(EXTRAIT PRÉSENTÉ):
--------------------------------------------------

L’action 11 « Préparation et conduite des opérations d’armement » est quant à elle, une action de soutien intra et interprogrammes. Elle a pour finalité d’assurer la maîtrise d’ouvrage des programmes et des opérations d’armement, effectuée par la direction générale de l’armement (DGA) dans un souci de cohérence entre performances techniques, contraintes financières, respect des délais et des capacités industrielles.
Outre le programme 146, le présent rapport examinera cette année un nouveau programme, le 402, intitulé « Excellence technologique des industries de défense », qui a pour vocation de financer le volet recherche dans le domaine du nucléaire et de l’observation spatiale du programme d’investissements d’avenir (PIA) annoncé par le Premier ministre le 9 juillet 2013.
La première partie de ce rapport est consacrée à l’analyse des crédits de ces deux programmes. La deuxième partie étudie deux principes mis en avant par le nouveau Livre blanc et le projet de loi de programmation militaire : la différenciation et la mutualisation.
Le rapporteur avait demandé que les réponses à son questionnaire budgétaire lui soient adressées au plus tard le 23 septembre 2013. À cette date, seules 9 réponses étaient parvenues, soit un taux de 17,31 %.
Au 10 octobre 2013, date limite résultant de l’article 49 de la loi organique du 1er août 2001 relative aux lois de finances, 52 réponses étaient parvenues, soit un taux de 96,30 %. Le rapporteur regrette que beaucoup de réponses aient fait l’objet d’une classification, pas toujours justifiée au regard des informations qu’elles contenaient.

--------------------------------------------------

Extraits d'un jeu de données d'annotation de lieux:
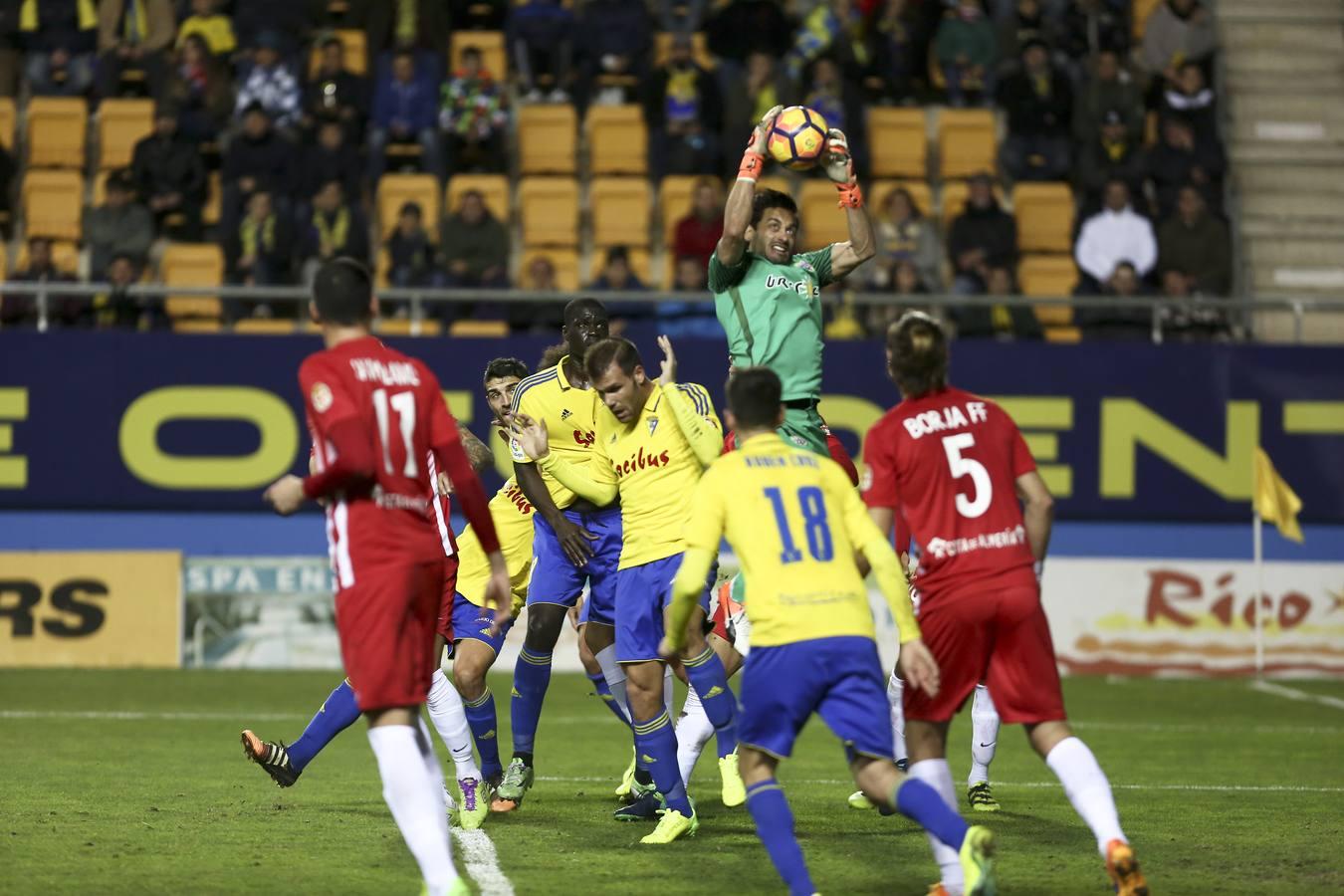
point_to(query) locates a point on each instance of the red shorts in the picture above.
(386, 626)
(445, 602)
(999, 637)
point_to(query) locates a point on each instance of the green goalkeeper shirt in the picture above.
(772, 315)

--------------------------------------------------

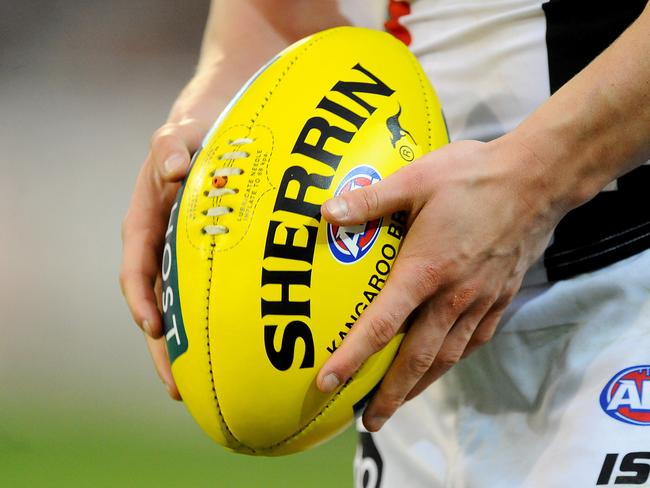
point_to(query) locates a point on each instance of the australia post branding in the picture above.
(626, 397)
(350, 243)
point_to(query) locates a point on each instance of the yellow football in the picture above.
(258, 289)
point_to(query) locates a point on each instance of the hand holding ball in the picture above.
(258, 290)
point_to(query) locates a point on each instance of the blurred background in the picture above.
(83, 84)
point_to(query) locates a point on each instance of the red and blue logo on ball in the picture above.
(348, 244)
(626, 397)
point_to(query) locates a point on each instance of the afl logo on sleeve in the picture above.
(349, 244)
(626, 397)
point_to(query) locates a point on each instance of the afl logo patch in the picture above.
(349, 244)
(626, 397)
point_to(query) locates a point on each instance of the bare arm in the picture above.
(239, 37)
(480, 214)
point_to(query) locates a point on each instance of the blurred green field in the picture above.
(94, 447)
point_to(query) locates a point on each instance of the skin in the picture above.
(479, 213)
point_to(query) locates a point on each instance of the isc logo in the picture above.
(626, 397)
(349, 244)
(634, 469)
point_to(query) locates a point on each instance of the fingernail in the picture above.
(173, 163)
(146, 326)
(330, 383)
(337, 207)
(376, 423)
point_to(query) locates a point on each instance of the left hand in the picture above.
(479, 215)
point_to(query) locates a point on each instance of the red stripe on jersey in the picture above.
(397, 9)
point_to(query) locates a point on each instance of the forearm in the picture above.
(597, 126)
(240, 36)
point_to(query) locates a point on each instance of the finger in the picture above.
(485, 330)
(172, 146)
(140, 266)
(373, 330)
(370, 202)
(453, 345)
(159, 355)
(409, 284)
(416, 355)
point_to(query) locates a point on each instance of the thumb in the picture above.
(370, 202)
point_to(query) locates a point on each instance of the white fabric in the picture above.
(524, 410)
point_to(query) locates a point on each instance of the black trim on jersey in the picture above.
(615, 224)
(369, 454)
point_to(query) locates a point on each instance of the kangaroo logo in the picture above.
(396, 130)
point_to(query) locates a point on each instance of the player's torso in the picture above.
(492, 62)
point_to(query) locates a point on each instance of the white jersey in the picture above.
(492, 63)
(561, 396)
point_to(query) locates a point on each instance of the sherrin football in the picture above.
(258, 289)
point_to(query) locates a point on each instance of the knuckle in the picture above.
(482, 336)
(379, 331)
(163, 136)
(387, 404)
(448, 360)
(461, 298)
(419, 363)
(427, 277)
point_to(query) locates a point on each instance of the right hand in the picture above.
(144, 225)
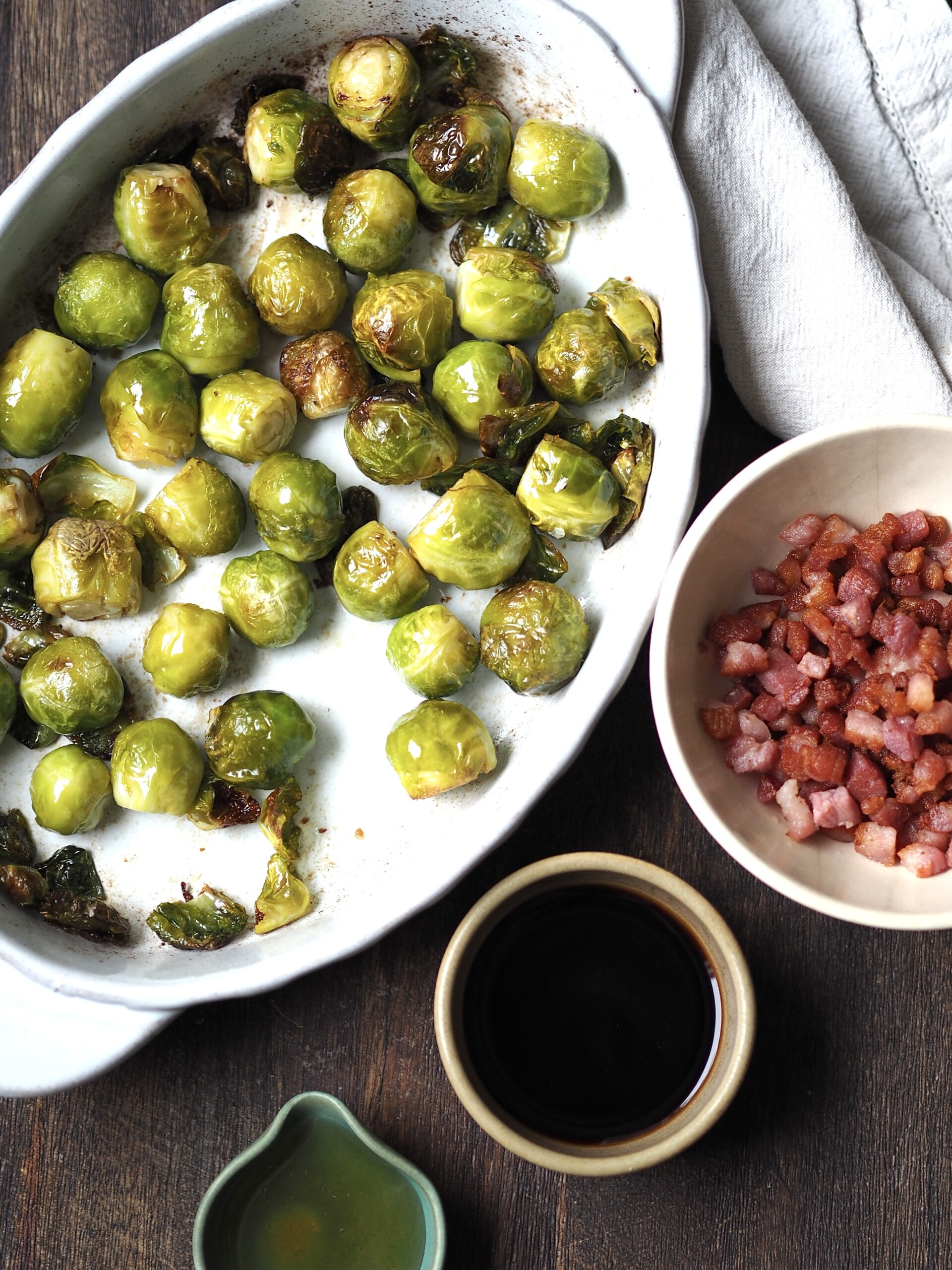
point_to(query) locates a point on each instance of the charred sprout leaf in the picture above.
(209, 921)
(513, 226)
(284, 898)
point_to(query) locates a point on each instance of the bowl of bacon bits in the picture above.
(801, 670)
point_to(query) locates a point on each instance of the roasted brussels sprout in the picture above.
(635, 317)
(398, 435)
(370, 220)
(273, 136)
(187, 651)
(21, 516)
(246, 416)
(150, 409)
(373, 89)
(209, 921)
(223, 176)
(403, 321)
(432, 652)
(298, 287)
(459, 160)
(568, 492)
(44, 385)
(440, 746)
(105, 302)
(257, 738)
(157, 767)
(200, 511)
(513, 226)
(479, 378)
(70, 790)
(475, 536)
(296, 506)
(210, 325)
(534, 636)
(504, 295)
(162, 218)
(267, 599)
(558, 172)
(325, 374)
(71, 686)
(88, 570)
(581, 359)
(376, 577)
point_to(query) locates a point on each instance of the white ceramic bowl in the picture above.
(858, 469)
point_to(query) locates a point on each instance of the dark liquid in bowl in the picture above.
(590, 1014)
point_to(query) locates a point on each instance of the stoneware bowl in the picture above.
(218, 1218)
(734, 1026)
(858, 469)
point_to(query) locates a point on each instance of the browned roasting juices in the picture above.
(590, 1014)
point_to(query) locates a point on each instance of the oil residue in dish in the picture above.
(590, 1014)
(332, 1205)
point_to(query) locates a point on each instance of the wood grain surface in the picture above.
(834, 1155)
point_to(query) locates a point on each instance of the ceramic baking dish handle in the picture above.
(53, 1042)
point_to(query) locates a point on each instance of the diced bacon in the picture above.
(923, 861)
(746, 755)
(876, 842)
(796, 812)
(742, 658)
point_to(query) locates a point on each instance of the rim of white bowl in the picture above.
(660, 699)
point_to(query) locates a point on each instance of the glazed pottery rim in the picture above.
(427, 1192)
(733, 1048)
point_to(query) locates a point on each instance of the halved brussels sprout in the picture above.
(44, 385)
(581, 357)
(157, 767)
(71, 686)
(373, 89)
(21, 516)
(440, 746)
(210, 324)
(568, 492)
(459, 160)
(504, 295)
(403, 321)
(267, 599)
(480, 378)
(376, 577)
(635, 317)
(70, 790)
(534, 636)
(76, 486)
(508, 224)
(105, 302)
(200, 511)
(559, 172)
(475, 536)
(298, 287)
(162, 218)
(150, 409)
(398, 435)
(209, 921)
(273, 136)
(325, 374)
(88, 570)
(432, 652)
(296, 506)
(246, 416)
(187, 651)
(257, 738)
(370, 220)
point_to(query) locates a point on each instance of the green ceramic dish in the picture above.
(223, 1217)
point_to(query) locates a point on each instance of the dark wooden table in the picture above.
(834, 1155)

--------------------------------------------------

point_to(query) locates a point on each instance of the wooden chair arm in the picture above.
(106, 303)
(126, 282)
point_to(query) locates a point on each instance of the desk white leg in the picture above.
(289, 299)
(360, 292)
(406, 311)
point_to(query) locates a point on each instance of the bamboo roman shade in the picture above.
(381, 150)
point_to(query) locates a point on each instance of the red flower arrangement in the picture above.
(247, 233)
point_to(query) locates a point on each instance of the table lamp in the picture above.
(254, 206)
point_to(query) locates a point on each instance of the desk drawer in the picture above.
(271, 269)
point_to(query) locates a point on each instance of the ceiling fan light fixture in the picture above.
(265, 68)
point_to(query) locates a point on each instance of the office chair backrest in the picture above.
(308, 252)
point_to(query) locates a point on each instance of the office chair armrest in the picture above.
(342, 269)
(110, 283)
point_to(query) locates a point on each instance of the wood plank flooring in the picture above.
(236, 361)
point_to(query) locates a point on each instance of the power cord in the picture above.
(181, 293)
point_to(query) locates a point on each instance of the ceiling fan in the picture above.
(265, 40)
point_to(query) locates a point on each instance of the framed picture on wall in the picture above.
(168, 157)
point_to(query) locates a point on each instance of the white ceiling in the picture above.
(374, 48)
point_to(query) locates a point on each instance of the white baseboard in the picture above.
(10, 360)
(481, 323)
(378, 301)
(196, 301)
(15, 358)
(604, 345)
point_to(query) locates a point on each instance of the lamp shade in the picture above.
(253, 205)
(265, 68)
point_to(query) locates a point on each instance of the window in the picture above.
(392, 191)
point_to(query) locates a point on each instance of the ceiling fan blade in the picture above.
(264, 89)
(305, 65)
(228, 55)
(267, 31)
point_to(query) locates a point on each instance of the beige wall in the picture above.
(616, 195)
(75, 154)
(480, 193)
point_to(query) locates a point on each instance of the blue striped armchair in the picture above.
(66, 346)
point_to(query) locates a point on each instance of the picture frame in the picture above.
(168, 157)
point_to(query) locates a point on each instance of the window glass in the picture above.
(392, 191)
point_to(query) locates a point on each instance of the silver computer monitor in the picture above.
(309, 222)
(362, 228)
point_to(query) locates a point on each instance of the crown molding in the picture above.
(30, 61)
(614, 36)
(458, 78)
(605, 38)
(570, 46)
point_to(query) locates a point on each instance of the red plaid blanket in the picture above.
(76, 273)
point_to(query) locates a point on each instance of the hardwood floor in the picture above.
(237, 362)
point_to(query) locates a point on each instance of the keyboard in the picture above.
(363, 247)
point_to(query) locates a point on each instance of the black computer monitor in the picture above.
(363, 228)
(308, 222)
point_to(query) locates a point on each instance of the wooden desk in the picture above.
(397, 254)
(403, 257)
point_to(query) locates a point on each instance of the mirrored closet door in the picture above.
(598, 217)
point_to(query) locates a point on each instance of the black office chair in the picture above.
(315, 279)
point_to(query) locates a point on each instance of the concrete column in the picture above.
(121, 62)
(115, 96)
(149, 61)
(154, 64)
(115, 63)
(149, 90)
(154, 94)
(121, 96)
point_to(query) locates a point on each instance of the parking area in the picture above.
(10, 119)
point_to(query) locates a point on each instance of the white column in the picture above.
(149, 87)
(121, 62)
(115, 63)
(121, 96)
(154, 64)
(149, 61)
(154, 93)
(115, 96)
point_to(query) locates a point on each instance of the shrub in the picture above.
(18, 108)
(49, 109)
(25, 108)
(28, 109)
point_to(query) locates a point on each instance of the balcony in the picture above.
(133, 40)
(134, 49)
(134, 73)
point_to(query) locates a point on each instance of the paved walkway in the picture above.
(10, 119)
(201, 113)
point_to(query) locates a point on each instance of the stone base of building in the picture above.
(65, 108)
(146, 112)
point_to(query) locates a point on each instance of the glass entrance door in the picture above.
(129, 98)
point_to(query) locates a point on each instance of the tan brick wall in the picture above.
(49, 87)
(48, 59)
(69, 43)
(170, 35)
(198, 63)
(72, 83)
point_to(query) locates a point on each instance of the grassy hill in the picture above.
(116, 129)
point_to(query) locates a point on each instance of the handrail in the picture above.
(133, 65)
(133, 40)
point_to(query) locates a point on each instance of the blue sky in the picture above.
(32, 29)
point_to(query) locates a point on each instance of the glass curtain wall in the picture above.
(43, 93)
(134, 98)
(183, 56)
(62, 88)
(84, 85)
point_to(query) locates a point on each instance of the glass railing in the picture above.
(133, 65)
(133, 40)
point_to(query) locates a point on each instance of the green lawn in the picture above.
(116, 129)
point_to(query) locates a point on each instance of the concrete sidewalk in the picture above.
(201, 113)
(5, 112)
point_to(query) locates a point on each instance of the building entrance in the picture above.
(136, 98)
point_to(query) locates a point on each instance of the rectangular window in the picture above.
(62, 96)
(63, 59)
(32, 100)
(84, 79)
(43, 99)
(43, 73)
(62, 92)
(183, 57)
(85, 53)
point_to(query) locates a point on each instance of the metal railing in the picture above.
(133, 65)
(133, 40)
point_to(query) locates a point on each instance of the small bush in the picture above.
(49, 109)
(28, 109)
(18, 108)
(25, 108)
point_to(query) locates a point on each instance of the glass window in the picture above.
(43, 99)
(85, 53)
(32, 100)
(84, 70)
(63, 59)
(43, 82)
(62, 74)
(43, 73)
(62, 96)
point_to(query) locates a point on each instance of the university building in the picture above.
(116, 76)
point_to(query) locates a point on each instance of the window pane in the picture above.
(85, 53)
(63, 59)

--------------------------------------------------

(EXERCICE): Recopiez, s'il vous plaît, le passage de l'extrait sur les crédits de la défense qui va de « La première partie » jusqu'à « informations qu’elles contenaient. ». Ces données ne servent pas ici.

(RÉSULTAT OBTENU):
La première partie de ce rapport est consacrée à l’analyse des crédits de ces deux programmes. La deuxième partie étudie deux principes mis en avant par le nouveau Livre blanc et le projet de loi de programmation militaire : la différenciation et la mutualisation.
Le rapporteur avait demandé que les réponses à son questionnaire budgétaire lui soient adressées au plus tard le 23 septembre 2013. À cette date, seules 9 réponses étaient parvenues, soit un taux de 17,31 %.
Au 10 octobre 2013, date limite résultant de l’article 49 de la loi organique du 1er août 2001 relative aux lois de finances, 52 réponses étaient parvenues, soit un taux de 96,30 %. Le rapporteur regrette que beaucoup de réponses aient fait l’objet d’une classification, pas toujours justifiée au regard des informations qu’elles contenaient.